What you need to do
Where the line containing "Practice step: indicate the runner's" appears in the records below, begin there and repeat each line exactly through the final one, dropping all pictures.

** Opening Data section block **

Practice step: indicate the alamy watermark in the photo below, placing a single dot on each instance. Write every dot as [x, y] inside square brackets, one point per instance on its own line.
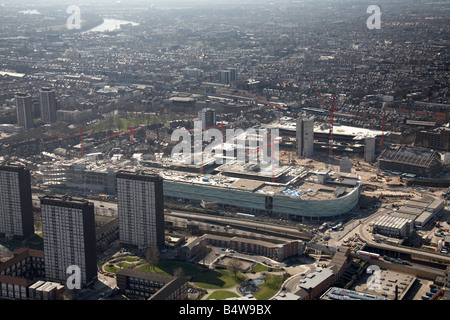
[374, 21]
[251, 146]
[74, 20]
[74, 280]
[374, 281]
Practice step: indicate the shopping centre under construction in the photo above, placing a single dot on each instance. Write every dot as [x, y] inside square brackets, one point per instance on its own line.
[289, 191]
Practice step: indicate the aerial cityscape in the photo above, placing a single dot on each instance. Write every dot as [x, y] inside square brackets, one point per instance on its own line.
[238, 151]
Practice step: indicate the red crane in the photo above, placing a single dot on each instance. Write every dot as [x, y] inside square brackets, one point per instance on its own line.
[71, 136]
[332, 109]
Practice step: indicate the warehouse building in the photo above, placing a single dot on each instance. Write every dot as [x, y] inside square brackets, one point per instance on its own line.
[395, 227]
[421, 162]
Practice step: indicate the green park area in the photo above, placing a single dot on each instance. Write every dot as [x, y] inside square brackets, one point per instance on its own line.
[221, 283]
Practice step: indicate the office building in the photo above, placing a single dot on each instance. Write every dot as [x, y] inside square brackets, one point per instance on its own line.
[24, 104]
[224, 76]
[18, 273]
[305, 136]
[48, 104]
[68, 227]
[141, 209]
[208, 117]
[233, 73]
[16, 207]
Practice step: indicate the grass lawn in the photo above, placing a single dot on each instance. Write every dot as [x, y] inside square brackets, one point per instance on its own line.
[171, 268]
[269, 287]
[217, 279]
[112, 269]
[259, 268]
[222, 295]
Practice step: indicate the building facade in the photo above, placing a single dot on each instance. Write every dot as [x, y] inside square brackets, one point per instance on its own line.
[17, 273]
[151, 285]
[208, 117]
[24, 105]
[48, 104]
[16, 206]
[68, 227]
[140, 209]
[305, 136]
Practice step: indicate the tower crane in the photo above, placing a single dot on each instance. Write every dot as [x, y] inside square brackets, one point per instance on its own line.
[332, 109]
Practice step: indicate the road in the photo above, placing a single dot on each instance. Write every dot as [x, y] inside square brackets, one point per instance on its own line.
[253, 225]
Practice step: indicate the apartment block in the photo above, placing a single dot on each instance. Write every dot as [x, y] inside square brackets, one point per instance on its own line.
[140, 209]
[16, 207]
[68, 227]
[151, 285]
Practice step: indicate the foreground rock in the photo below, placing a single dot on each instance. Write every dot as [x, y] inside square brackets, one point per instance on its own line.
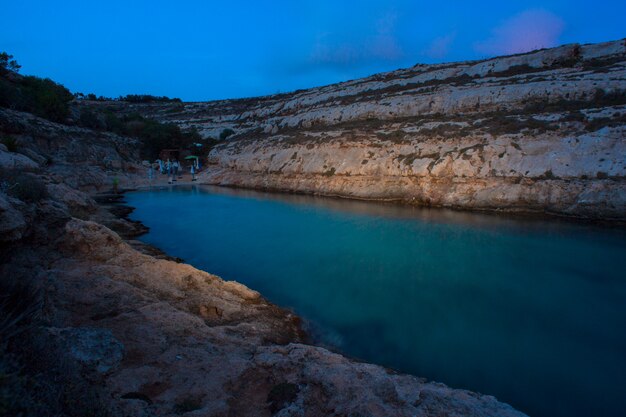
[165, 339]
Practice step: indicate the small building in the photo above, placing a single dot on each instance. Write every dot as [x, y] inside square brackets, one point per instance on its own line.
[170, 154]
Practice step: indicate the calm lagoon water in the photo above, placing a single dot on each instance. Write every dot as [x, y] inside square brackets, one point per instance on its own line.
[531, 311]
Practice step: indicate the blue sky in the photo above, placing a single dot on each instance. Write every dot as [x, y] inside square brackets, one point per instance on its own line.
[202, 50]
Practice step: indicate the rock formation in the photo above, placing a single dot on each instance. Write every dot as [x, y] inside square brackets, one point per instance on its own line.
[122, 332]
[536, 132]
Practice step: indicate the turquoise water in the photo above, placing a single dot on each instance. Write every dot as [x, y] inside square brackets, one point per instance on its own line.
[533, 312]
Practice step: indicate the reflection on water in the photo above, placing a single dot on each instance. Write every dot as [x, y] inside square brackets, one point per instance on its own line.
[531, 311]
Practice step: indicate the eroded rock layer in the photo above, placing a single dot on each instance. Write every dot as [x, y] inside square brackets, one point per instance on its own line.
[114, 330]
[543, 131]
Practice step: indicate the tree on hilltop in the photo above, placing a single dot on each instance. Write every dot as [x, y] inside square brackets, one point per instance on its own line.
[7, 63]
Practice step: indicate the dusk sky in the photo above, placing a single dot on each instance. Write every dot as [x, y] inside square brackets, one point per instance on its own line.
[203, 50]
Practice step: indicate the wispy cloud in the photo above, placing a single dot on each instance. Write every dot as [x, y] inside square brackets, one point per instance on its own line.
[382, 45]
[440, 47]
[527, 31]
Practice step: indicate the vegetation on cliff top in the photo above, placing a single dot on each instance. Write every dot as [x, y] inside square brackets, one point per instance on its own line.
[47, 99]
[40, 96]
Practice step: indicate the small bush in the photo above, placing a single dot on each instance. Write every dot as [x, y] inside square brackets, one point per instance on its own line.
[147, 98]
[10, 142]
[226, 133]
[23, 186]
[187, 405]
[90, 120]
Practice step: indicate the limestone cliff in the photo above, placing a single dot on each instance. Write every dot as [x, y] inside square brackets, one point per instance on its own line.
[116, 331]
[542, 131]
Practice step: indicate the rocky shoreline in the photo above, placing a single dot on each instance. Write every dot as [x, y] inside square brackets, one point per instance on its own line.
[115, 329]
[539, 132]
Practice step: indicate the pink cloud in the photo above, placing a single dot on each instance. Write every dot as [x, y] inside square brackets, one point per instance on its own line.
[527, 31]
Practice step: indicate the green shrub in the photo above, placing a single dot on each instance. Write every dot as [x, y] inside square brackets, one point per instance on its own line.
[147, 98]
[42, 97]
[226, 133]
[90, 120]
[23, 186]
[10, 142]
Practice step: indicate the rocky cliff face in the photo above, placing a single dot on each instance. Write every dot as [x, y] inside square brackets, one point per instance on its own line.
[543, 131]
[117, 331]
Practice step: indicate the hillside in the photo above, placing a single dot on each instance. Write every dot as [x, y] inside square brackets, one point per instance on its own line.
[93, 323]
[536, 132]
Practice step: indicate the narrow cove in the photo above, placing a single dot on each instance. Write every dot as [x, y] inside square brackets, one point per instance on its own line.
[531, 311]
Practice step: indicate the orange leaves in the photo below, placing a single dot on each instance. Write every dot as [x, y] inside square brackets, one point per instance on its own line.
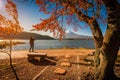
[8, 28]
[11, 9]
[52, 25]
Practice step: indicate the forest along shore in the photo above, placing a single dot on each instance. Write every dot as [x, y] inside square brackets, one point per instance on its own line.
[49, 52]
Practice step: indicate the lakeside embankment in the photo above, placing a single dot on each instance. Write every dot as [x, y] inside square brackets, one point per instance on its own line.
[50, 52]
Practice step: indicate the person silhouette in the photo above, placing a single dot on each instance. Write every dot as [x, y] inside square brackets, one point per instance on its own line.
[31, 49]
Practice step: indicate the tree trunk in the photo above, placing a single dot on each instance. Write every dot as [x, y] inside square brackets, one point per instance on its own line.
[98, 40]
[111, 44]
[16, 76]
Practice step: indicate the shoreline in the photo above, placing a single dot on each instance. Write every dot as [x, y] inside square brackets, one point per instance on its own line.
[50, 52]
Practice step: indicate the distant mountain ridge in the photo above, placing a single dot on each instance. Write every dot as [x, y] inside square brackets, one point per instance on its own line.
[72, 35]
[27, 35]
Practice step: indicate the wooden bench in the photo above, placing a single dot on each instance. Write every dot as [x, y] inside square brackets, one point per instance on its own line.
[33, 56]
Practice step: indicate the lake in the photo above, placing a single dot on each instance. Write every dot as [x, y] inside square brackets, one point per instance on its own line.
[50, 44]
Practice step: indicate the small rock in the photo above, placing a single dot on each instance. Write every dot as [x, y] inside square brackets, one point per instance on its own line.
[60, 71]
[65, 64]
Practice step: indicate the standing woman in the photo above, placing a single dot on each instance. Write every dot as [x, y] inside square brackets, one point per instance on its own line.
[31, 44]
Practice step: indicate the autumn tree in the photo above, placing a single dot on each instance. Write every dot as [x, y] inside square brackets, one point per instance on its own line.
[9, 28]
[74, 11]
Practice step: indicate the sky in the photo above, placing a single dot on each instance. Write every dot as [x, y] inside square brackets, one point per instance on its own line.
[29, 15]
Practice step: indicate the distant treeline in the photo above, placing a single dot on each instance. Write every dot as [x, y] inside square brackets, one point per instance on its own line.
[27, 35]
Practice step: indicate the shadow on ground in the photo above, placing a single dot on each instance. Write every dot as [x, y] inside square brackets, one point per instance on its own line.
[44, 62]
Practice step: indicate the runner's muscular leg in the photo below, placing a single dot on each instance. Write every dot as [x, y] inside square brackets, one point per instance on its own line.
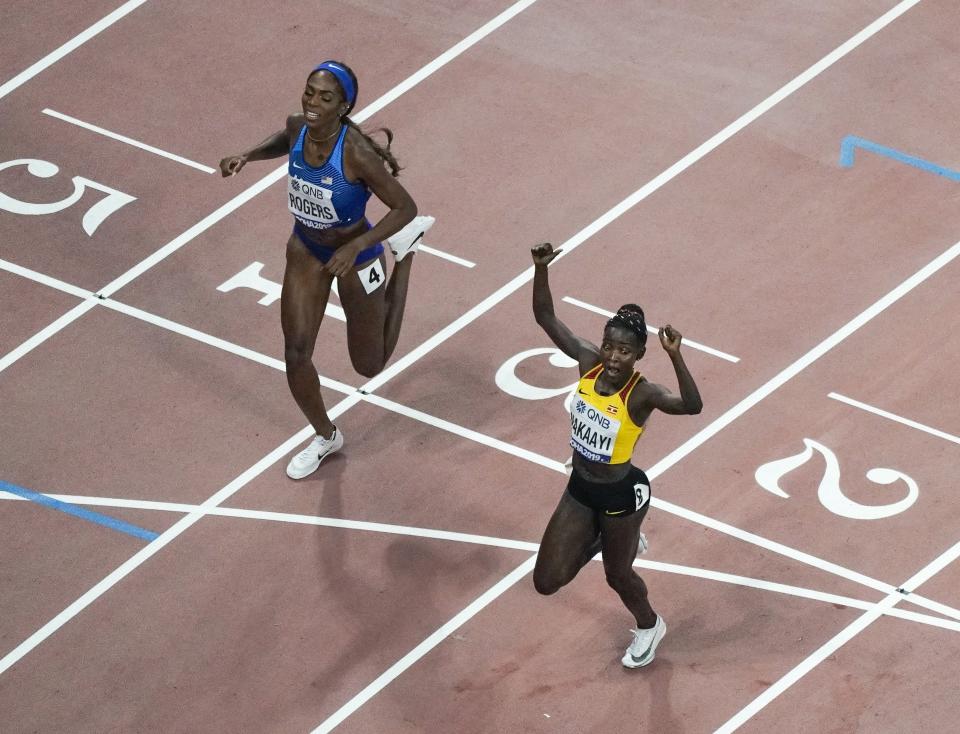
[621, 539]
[569, 542]
[374, 318]
[306, 288]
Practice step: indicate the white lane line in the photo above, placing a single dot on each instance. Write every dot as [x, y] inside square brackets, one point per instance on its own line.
[838, 641]
[71, 45]
[809, 358]
[643, 192]
[383, 680]
[893, 417]
[44, 279]
[797, 591]
[467, 433]
[288, 446]
[653, 330]
[271, 178]
[485, 540]
[41, 336]
[128, 141]
[447, 256]
[431, 343]
[533, 457]
[155, 546]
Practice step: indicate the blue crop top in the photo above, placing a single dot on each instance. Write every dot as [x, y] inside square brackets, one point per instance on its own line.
[322, 197]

** Closing Data section block **

Exercise solution
Practice step: indicate the runner's muscular leg in the photo below, placing a single dot on each instance. Write every dot as [x, y] inside square brackets, one point per instance on its own line.
[621, 539]
[569, 542]
[374, 318]
[306, 288]
Practice step: indicate the white lane line in the photo above, placing a single dot on each instance. Write every dot as [x, y] inside square brackets, one point per instance on its own line.
[838, 641]
[71, 45]
[809, 358]
[643, 192]
[383, 680]
[893, 417]
[44, 279]
[797, 591]
[467, 433]
[288, 446]
[653, 330]
[271, 178]
[485, 540]
[41, 336]
[128, 141]
[447, 256]
[431, 343]
[533, 457]
[155, 546]
Practice step: indicate the blue crop top in the photo above, placing a single dot on each instance. Write every dot as [x, y] inside square brackets, one point per instance on its own line.
[322, 197]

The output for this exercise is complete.